── Exercise material ──

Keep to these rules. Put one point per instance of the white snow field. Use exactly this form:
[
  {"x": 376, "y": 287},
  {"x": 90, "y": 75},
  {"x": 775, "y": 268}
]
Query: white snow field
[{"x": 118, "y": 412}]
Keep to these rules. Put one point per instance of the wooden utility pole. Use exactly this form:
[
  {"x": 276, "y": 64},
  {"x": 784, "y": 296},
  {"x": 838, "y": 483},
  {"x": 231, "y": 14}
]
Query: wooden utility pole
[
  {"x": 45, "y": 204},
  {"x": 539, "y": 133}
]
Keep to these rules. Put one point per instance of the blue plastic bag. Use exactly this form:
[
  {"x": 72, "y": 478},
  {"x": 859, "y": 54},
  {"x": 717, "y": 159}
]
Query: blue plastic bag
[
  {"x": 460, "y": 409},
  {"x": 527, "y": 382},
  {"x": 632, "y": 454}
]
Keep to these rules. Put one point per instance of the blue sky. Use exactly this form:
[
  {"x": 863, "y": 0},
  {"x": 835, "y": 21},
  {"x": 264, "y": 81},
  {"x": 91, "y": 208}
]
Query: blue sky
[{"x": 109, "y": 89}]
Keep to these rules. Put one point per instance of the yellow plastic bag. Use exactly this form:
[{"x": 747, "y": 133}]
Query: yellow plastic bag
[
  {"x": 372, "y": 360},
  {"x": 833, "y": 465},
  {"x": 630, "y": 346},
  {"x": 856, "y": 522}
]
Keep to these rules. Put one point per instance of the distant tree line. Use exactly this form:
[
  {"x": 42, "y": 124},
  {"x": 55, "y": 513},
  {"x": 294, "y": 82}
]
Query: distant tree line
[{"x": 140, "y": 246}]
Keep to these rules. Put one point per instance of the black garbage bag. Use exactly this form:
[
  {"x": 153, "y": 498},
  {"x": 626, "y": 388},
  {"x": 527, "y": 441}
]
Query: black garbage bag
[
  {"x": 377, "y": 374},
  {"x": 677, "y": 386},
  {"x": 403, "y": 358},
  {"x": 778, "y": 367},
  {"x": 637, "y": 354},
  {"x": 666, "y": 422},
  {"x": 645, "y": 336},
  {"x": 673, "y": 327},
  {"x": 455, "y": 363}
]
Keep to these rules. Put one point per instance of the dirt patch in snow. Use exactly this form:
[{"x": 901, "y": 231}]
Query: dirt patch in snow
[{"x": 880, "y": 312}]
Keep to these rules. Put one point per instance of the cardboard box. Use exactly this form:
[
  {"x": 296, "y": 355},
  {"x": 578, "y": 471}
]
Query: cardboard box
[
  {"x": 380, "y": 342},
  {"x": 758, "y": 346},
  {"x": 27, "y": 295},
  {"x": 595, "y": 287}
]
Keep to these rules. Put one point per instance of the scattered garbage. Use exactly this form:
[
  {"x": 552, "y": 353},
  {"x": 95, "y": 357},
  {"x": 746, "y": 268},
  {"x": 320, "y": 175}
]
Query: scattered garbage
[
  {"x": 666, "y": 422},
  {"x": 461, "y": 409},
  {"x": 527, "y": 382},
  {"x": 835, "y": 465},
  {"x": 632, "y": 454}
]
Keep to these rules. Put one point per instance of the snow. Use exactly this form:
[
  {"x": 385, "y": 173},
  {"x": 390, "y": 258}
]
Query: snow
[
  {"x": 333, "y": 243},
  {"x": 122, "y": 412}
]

───

What you have to do: Transcribe the material above. Change nothing in it.

Exercise solution:
Keep to these rules. Put one point per instance of the white snow field. Use exactly this form:
[
  {"x": 376, "y": 287},
  {"x": 90, "y": 75},
  {"x": 775, "y": 268}
]
Query: white snow field
[{"x": 118, "y": 412}]
Keep to these rules. Put one point per instance of the wooden utility pole. Use exactly this form:
[
  {"x": 276, "y": 64},
  {"x": 784, "y": 296},
  {"x": 838, "y": 483},
  {"x": 231, "y": 14}
]
Query: wooden utility pole
[
  {"x": 45, "y": 204},
  {"x": 539, "y": 133}
]
Keep to these rules. Put one point per instance of the blue plastic bag. Use exactly this form:
[
  {"x": 72, "y": 478},
  {"x": 859, "y": 54},
  {"x": 717, "y": 159}
]
Query: blue plastic bag
[
  {"x": 460, "y": 409},
  {"x": 527, "y": 382},
  {"x": 632, "y": 454}
]
Keep to these rules. Put one point per instance of the blue sky. Use exactly this form:
[
  {"x": 863, "y": 0},
  {"x": 835, "y": 21},
  {"x": 264, "y": 81},
  {"x": 91, "y": 208}
]
Query: blue sky
[{"x": 109, "y": 89}]
Keep to these rules. Put one point per instance of the yellow plastic bag. Use exactly this form:
[{"x": 747, "y": 133}]
Query: yellow plastic bag
[
  {"x": 372, "y": 360},
  {"x": 833, "y": 465},
  {"x": 630, "y": 346},
  {"x": 856, "y": 522}
]
Keep to these rules. Put one point per instance of the distant tree line. Use exactly this form:
[
  {"x": 42, "y": 124},
  {"x": 55, "y": 513},
  {"x": 294, "y": 82}
]
Query: distant tree line
[{"x": 140, "y": 246}]
Keep to these rules. Put one point per instance of the black garbage bag. Use exactly this form:
[
  {"x": 153, "y": 498},
  {"x": 626, "y": 388},
  {"x": 527, "y": 441}
]
Query: black garbage bag
[
  {"x": 377, "y": 374},
  {"x": 677, "y": 386},
  {"x": 403, "y": 358},
  {"x": 778, "y": 367},
  {"x": 637, "y": 354},
  {"x": 666, "y": 422},
  {"x": 645, "y": 336},
  {"x": 673, "y": 327},
  {"x": 455, "y": 363}
]
Keep to these rules. Put one point per instance of the dirt patch in snow. Use exactly this form:
[{"x": 901, "y": 231}]
Query: dirt patch in snow
[{"x": 880, "y": 312}]
Keep to these rules. Put one point per instance of the cardboard box. Use exactly this form:
[
  {"x": 296, "y": 355},
  {"x": 578, "y": 471}
]
Query: cardboard box
[
  {"x": 380, "y": 342},
  {"x": 758, "y": 346},
  {"x": 27, "y": 295},
  {"x": 595, "y": 287}
]
Keep to these rules. Put one point per instance of the scattered garbage. Use exactly this form:
[
  {"x": 552, "y": 353},
  {"x": 95, "y": 357},
  {"x": 746, "y": 268},
  {"x": 320, "y": 175}
]
Query: scattered garbage
[
  {"x": 666, "y": 422},
  {"x": 461, "y": 409},
  {"x": 527, "y": 382},
  {"x": 835, "y": 465},
  {"x": 632, "y": 454}
]
Keep to these rules. Put one point per instance of the snow. Use exactly this form:
[
  {"x": 385, "y": 173},
  {"x": 390, "y": 258}
]
Query: snow
[
  {"x": 333, "y": 243},
  {"x": 122, "y": 412}
]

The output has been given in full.